Source : Le Monde du
23.05.2016
Entretien avec Stanislas Dehaene
Stanislas Dehaene dirige
l’unité Inserm-CEA de neuro-imagerie cognitive à Saclay (Essonne) et il est
professeur de psychologie cognitive expérimentale au Collège de France. Auteur
notamment de plusieurs livres sur la lecture et les maths, il a dirigé la
publication de l’ouvrage collectif Apprendre à lire. Des sciences
cognitives à la salle de classe (Odile Jacob, 2011).
Vous appelez depuis des années à une mobilisation générale afin que les
données des sciences cognitives soient mises au service de l’école. Où en
est-on aujourd’hui ?
Je ne dispose pas d’un
état des lieux précis, mais je constate une prise de conscience croissante des
contributions des sciences cognitives à l’éducation, et de la nécessité d’une
approche expérimentale et rigoureuse dans ce domaine. L’idée d’une éducation
fondée sur des preuves fait son chemin. Aujourd’hui, personne ne voudrait
d’une médecine qui revienne à l’arbitraire, qui repose sur l’intuition… De
même, dans l’enseignement, personne ne devrait pouvoir imposer une stratégie
pédagogique aux enfants sans avoir au moins un début de preuve de son
efficacité. Par exemple, plusieurs études émettent des doutes sur l’intérêt
des tablettes à l’école, il est donc fondamental d’expérimenter avant de
généraliser ces dispositifs.

» LISTE DES TÂCHES
a - Énumérez toutes les fonctions et activités que la présentation de l'entretien avec Stanislas Dehaene lui attribue.
b - Recopiez mot pour mot le passage de l'entretien avec Stanislas Dehaene qui va de « Source : Le » à « (Odile Jacob, 2011). ».

» DONNÉES FOURNIES
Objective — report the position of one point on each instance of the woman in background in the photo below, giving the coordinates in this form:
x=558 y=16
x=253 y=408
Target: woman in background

» RÉPONSES DÉTAILLÉES
a -
- Il dirige l'unité Inserm-CEA de neuro-imagerie cognitive à Saclay (Essonne).
- Il est professeur de psychologie cognitive expérimentale au Collège de France.
- Il est l'auteur de plusieurs livres sur la lecture et les maths.
- Il a dirigé la publication de l'ouvrage collectif *Apprendre à lire. Des sciences cognitives à la salle de classe* (Odile Jacob, 2011).

b -
Source : Le Monde du
23.05.2016
Entretien avec Stanislas Dehaene
Stanislas Dehaene dirige
l’unité Inserm-CEA de neuro-imagerie cognitive à Saclay (Essonne) et il est
professeur de psychologie cognitive expérimentale au Collège de France. Auteur
notamment de plusieurs livres sur la lecture et les maths, il a dirigé la
publication de l’ouvrage collectif Apprendre à lire. Des sciences
cognitives à la salle de classe (Odile Jacob, 2011).